■ **Задания**:
(a) Ответьте на вопросы по тексту о Крейслере, каждый ответ с новой строки.
(i) Кем, помимо капельмейстера, является Крейслер?
(ii) Каким антуражем Гофман наполнил роман о Крейслере?
(iii) Какой рассказ стал одним из отвлечений Гофмана весной 1820 года?
(b) Перепишите часть текста о Крейслере, начав со слов «Роман о Крейслере, как» и закончив словами «реализацию других проектов.», заменив «Гофман» на «автор».

■ **Текст упражнения**:
----
Крейслер является не только капельмейстером, гений которого разбивается об ограниченность художественного вкуса двора, но и бывшим чиновником юстиции, для которого давно уже вошло в привычку заниматься музицированием и сочинением музыки ради одного лишь «развлечения и увеселения». Его одержимость как художника, о которой в романе часто идет речь, контрастирует с такой весьма жалкой чертой, как мелкобуржуазная робость. О себе самом Крейслер говорит: «У меня такое ощущение, как у того узника, который, когда он наконец освободился, настолько отвык от мирской суеты и даже от дневного света, что не смог наслаждаться золотой свободой и вновь захотел вернуться в тюрьму».
Это — тень кота-филистера Мурра: проблемы Крейслера весьма прозаичны, весьма «тривиальны», как у робкого обладателя штатной должности.
Роман о Крейслере, как и другие свои произведения, Гофман обильно наполнил ярким антуражем романов ужасов. Здесь и тайное родство, и подмена детей, и кровосмесительство, и убийства, и маскировки. Для чего же Гофман еще раз прибегнул к уже несколько избитому образцу стечения роковых обстоятельств и довел ситуацию до логического завершения? Ведь Крейслер в своей чиновничьей ипостаси плохо вписывается в эту картину. Не приходится удивляться, что Гофман во время работы над «Котом Мурром» охотно отвлекался на реализацию других проектов.
Одним из таких отвлечений весной 1820 года явился рассказ «Принцесса Брамбилла».
----
■ **Набор записей**:
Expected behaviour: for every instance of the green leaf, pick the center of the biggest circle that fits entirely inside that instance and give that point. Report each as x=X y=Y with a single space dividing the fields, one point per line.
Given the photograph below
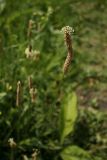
x=75 y=153
x=68 y=116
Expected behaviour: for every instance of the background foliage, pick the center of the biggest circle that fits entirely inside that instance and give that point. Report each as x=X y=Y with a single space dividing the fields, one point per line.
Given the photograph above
x=37 y=126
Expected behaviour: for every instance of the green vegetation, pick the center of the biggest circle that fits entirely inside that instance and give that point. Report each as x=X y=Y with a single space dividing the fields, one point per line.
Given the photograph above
x=40 y=118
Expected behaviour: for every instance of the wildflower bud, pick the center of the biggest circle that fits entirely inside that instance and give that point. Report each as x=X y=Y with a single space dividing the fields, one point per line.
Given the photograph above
x=12 y=143
x=18 y=96
x=33 y=94
x=36 y=55
x=30 y=26
x=28 y=52
x=30 y=82
x=25 y=157
x=34 y=154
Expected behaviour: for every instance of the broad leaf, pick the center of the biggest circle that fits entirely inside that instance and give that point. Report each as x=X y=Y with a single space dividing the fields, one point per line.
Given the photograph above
x=68 y=115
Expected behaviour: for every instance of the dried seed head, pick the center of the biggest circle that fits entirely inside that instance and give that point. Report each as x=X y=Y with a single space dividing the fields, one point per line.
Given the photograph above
x=12 y=143
x=18 y=95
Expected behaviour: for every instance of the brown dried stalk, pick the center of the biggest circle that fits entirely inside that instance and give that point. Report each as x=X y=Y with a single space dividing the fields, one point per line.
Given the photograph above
x=67 y=36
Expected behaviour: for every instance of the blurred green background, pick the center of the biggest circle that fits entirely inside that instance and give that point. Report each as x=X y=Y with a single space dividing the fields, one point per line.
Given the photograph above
----
■ **Ответы к заданиям**:
(a)
(i) Бывшим чиновником юстиции.
(ii) Ярким антуражем романов ужасов.
(iii) «Принцесса Брамбилла».

(b)
Роман о Крейслере, как и другие свои произведения, автор обильно наполнил ярким антуражем романов ужасов. Здесь и тайное родство, и подмена детей, и кровосмесительство, и убийства, и маскировки. Для чего же автор еще раз прибегнул к уже несколько избитому образцу стечения роковых обстоятельств и довел ситуацию до логического завершения? Ведь Крейслер в своей чиновничьей ипостаси плохо вписывается в эту картину. Не приходится удивляться, что автор во время работы над «Котом Мурром» охотно отвлекался на реализацию других проектов.